>> begin Dataset extract

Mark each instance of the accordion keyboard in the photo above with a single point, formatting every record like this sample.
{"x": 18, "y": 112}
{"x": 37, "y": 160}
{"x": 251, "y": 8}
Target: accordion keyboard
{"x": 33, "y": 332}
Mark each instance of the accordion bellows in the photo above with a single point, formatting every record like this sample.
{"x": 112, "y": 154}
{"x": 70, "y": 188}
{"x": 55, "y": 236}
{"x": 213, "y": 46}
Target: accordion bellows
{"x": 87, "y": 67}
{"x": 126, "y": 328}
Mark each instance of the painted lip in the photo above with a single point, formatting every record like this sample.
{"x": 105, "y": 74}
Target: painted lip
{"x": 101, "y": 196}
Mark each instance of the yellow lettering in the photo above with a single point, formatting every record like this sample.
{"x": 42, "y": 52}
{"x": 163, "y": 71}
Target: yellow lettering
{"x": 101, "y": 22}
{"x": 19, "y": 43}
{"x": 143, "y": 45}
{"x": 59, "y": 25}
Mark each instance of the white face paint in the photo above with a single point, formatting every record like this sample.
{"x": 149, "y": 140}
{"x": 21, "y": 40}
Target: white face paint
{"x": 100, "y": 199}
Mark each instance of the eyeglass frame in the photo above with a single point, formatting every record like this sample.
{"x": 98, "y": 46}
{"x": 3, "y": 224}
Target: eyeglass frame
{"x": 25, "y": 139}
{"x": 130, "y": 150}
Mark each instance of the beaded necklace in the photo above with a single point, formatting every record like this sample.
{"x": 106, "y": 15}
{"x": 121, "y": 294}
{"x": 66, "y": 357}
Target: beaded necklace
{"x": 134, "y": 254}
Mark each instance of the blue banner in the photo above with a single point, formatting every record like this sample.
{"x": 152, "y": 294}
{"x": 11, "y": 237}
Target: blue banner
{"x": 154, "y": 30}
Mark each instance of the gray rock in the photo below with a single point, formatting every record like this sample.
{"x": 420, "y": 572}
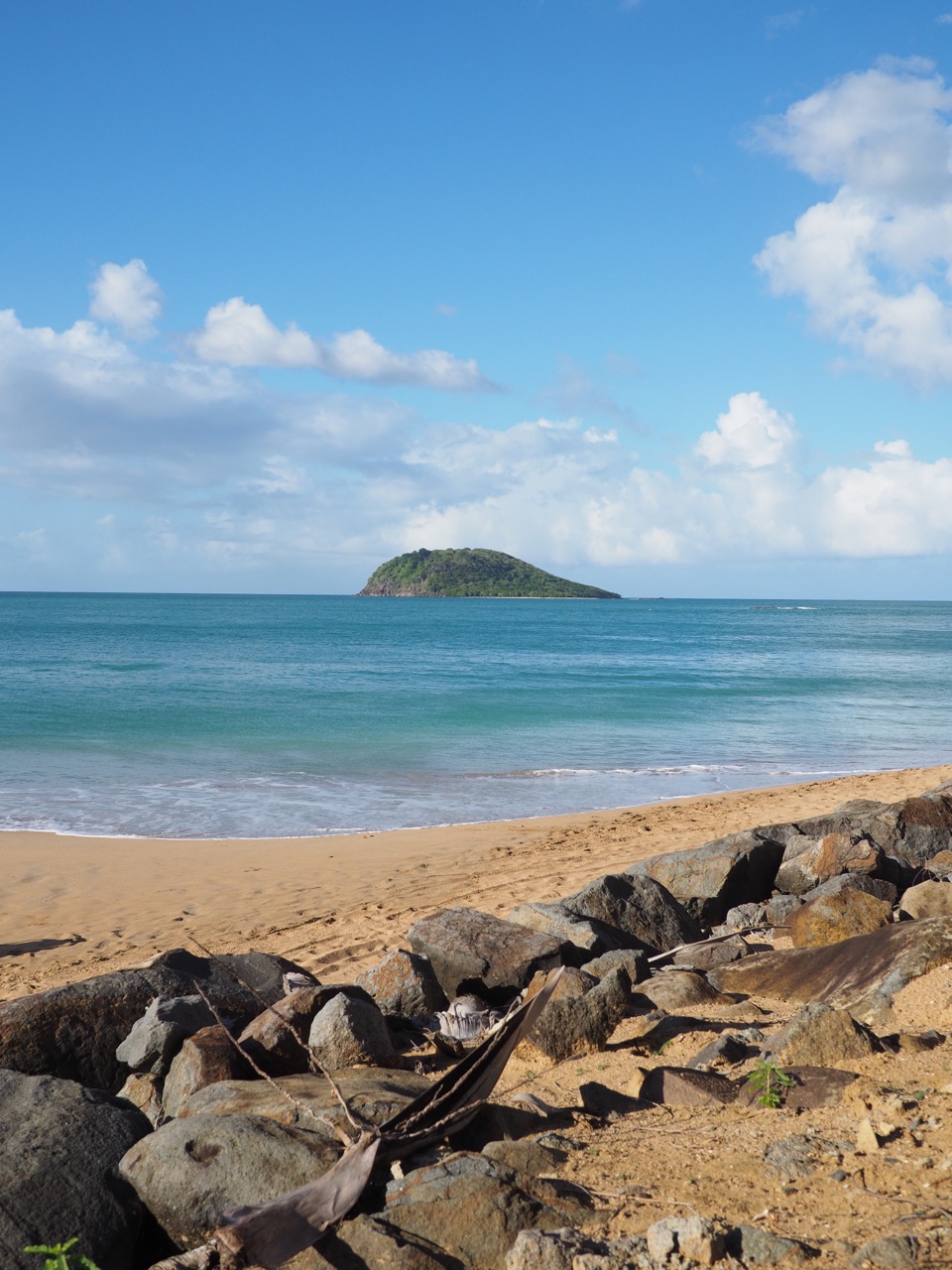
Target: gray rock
{"x": 189, "y": 1171}
{"x": 583, "y": 1024}
{"x": 693, "y": 1238}
{"x": 348, "y": 1032}
{"x": 892, "y": 1252}
{"x": 158, "y": 1035}
{"x": 634, "y": 961}
{"x": 206, "y": 1058}
{"x": 59, "y": 1152}
{"x": 640, "y": 907}
{"x": 820, "y": 1035}
{"x": 375, "y": 1093}
{"x": 475, "y": 1207}
{"x": 404, "y": 984}
{"x": 680, "y": 989}
{"x": 710, "y": 880}
{"x": 860, "y": 974}
{"x": 472, "y": 952}
{"x": 757, "y": 1247}
{"x": 73, "y": 1032}
{"x": 798, "y": 1156}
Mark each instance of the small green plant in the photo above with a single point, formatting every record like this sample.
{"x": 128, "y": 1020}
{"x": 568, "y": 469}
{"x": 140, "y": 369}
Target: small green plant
{"x": 771, "y": 1083}
{"x": 59, "y": 1256}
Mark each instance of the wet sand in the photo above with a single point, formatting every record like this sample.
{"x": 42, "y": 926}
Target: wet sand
{"x": 77, "y": 906}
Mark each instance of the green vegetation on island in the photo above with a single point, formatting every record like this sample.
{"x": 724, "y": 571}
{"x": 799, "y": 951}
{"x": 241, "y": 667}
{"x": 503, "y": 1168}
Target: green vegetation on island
{"x": 474, "y": 572}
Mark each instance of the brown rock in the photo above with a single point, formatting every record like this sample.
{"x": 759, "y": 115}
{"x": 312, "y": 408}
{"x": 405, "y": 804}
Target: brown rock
{"x": 204, "y": 1058}
{"x": 860, "y": 974}
{"x": 927, "y": 899}
{"x": 832, "y": 919}
{"x": 476, "y": 952}
{"x": 685, "y": 1086}
{"x": 820, "y": 1035}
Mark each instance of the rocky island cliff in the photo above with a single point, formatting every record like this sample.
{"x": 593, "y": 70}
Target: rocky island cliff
{"x": 472, "y": 572}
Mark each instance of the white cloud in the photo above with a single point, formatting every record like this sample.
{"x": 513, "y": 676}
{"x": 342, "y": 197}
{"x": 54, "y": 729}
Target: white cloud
{"x": 126, "y": 296}
{"x": 874, "y": 263}
{"x": 240, "y": 334}
{"x": 751, "y": 435}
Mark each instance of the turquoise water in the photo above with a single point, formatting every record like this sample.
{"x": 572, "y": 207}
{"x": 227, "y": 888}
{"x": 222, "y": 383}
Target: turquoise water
{"x": 282, "y": 715}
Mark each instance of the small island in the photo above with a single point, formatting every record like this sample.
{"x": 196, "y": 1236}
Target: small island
{"x": 472, "y": 572}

>> end Dataset extract

* **Stated problem**:
Return the material word for word. Pictures are not part of the copy.

* **Exercise solution**:
Mark each instance of the accordion keyboard in the photo above with a single point, formatting every record like this sample.
{"x": 18, "y": 112}
{"x": 37, "y": 160}
{"x": 251, "y": 8}
Target: accordion keyboard
{"x": 33, "y": 332}
Mark each instance of the accordion bellows in the photo above with a single point, formatting every record like this sample.
{"x": 112, "y": 154}
{"x": 70, "y": 188}
{"x": 55, "y": 236}
{"x": 213, "y": 46}
Target: accordion bellows
{"x": 87, "y": 67}
{"x": 126, "y": 328}
Mark each instance of the painted lip in the photo above with a single point, formatting every record like this sample.
{"x": 105, "y": 74}
Target: painted lip
{"x": 101, "y": 196}
Mark each instance of the yellow lettering in the photo above with a single point, formatting every record like this sample.
{"x": 42, "y": 52}
{"x": 163, "y": 71}
Target: yellow lettering
{"x": 101, "y": 22}
{"x": 19, "y": 43}
{"x": 143, "y": 45}
{"x": 59, "y": 25}
Mark each instance of the white face paint in the photo above with a single point, formatting every record like this sample.
{"x": 149, "y": 140}
{"x": 21, "y": 40}
Target: white face paint
{"x": 100, "y": 199}
Mark each instance of the eyeglass frame in the photo above with a single point, formatting every record like this sample.
{"x": 98, "y": 46}
{"x": 3, "y": 224}
Target: eyeglass frame
{"x": 25, "y": 139}
{"x": 130, "y": 150}
Mark each instance of the beaded necklace in the photo above with a single point, formatting every record like this sample.
{"x": 106, "y": 15}
{"x": 121, "y": 294}
{"x": 66, "y": 357}
Target: beaded necklace
{"x": 134, "y": 254}
Mark each instance of the blue banner in the photo above with a single point, formatting every record like this sample.
{"x": 152, "y": 294}
{"x": 11, "y": 237}
Target: blue banner
{"x": 154, "y": 30}
Mark each instance of the gray rock in the photo below with a single point, formatting every record like this sample.
{"x": 420, "y": 572}
Target: gray rock
{"x": 189, "y": 1171}
{"x": 583, "y": 1024}
{"x": 693, "y": 1238}
{"x": 348, "y": 1032}
{"x": 892, "y": 1252}
{"x": 158, "y": 1035}
{"x": 634, "y": 961}
{"x": 206, "y": 1058}
{"x": 59, "y": 1152}
{"x": 640, "y": 907}
{"x": 820, "y": 1035}
{"x": 375, "y": 1093}
{"x": 475, "y": 1207}
{"x": 404, "y": 984}
{"x": 680, "y": 989}
{"x": 710, "y": 880}
{"x": 860, "y": 974}
{"x": 472, "y": 952}
{"x": 757, "y": 1247}
{"x": 73, "y": 1032}
{"x": 798, "y": 1156}
Mark each instance of the small green plant in the photo above with a single point, formatting every record like this sample.
{"x": 128, "y": 1020}
{"x": 568, "y": 469}
{"x": 140, "y": 369}
Target: small green plant
{"x": 771, "y": 1083}
{"x": 59, "y": 1256}
Mark each instance of the wet sand in the photo above with a single point, formatting every record like this sample.
{"x": 42, "y": 926}
Target: wet sand
{"x": 77, "y": 906}
Mark each instance of the green vegetation on island in the photo above with a single point, formatting every record like this sample.
{"x": 724, "y": 571}
{"x": 799, "y": 951}
{"x": 241, "y": 667}
{"x": 503, "y": 1168}
Target: green vegetation on island
{"x": 474, "y": 572}
Mark each instance of the brown rock in the photo above with a single point, formatting every record like this sample.
{"x": 759, "y": 115}
{"x": 312, "y": 408}
{"x": 405, "y": 804}
Target: brown rock
{"x": 204, "y": 1058}
{"x": 860, "y": 974}
{"x": 927, "y": 899}
{"x": 832, "y": 919}
{"x": 476, "y": 952}
{"x": 685, "y": 1086}
{"x": 820, "y": 1035}
Mark each instance of the rocky island cliff in the photo above with a single point, formatting every record like this sample.
{"x": 593, "y": 70}
Target: rocky island cliff
{"x": 472, "y": 572}
Mark each instance of the white cloud in the photo above with a single point, formatting every record like this sample.
{"x": 513, "y": 676}
{"x": 342, "y": 197}
{"x": 54, "y": 729}
Target: white cloud
{"x": 126, "y": 296}
{"x": 874, "y": 263}
{"x": 240, "y": 334}
{"x": 751, "y": 435}
Mark each instance of the turquoise water in the photo above with a single point, formatting every record like this sample.
{"x": 572, "y": 207}
{"x": 227, "y": 888}
{"x": 222, "y": 383}
Target: turquoise water
{"x": 282, "y": 715}
Mark each instance of the small island in the photo above with a single point, formatting every record like this sample.
{"x": 196, "y": 1236}
Target: small island
{"x": 472, "y": 572}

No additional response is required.